__Exercise aim__:
Rewrite all of the rows below, requests included, and rescale the x and y point coordinates in the answers by multiplying them by 0.2, rounding to whole numbers with halves rounded up. Leave the pictures out.

[Dataset excerpt]
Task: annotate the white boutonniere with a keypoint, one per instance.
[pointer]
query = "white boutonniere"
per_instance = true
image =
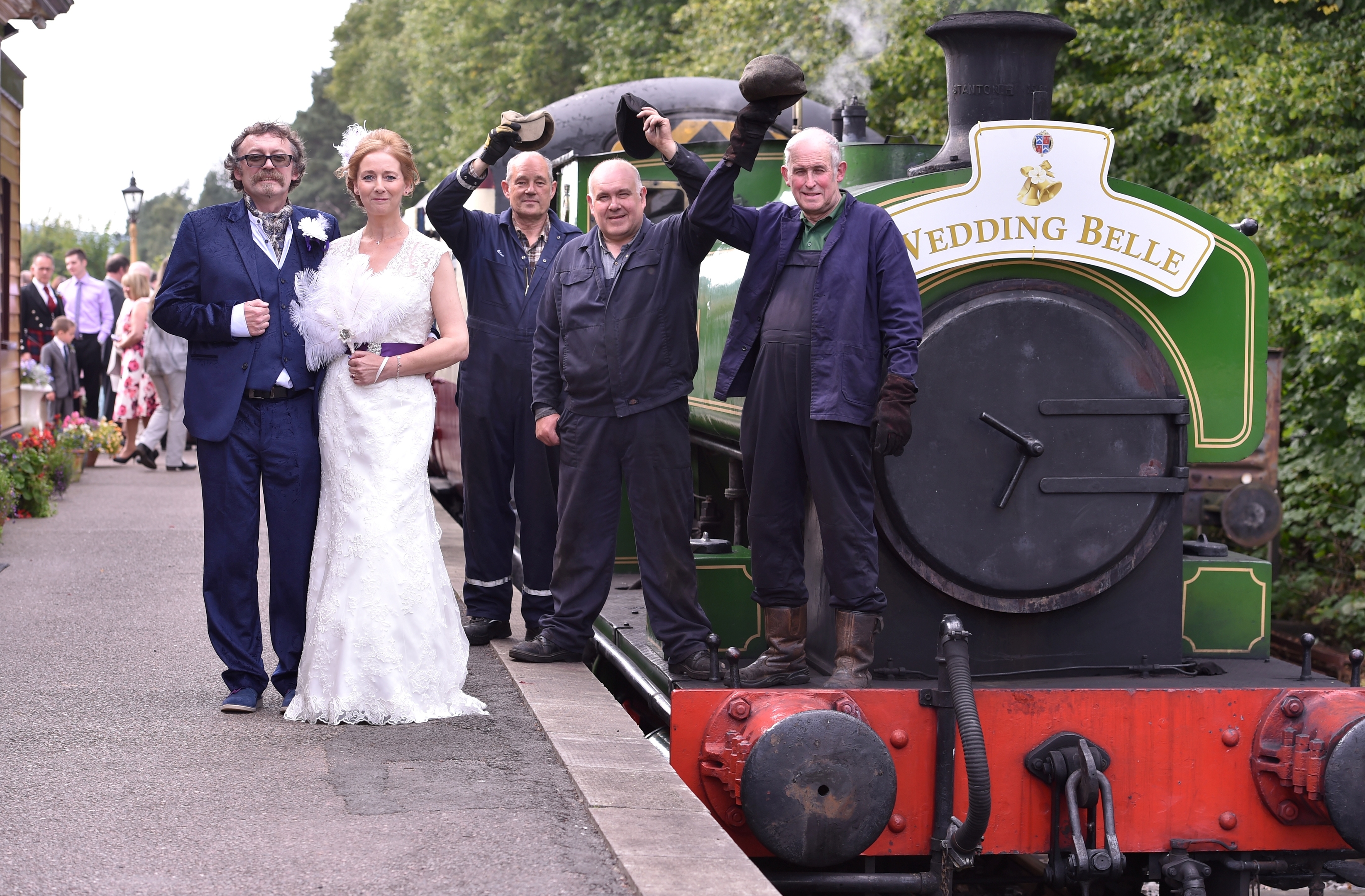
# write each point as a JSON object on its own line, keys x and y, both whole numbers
{"x": 315, "y": 228}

__Complete answer__:
Task: annotate the white boutonniere with a keypoint, one per instance.
[pointer]
query = "white boutonniere"
per_instance = true
image =
# write each point as a JSON object on its own line, keys x and y, both whole numbers
{"x": 63, "y": 46}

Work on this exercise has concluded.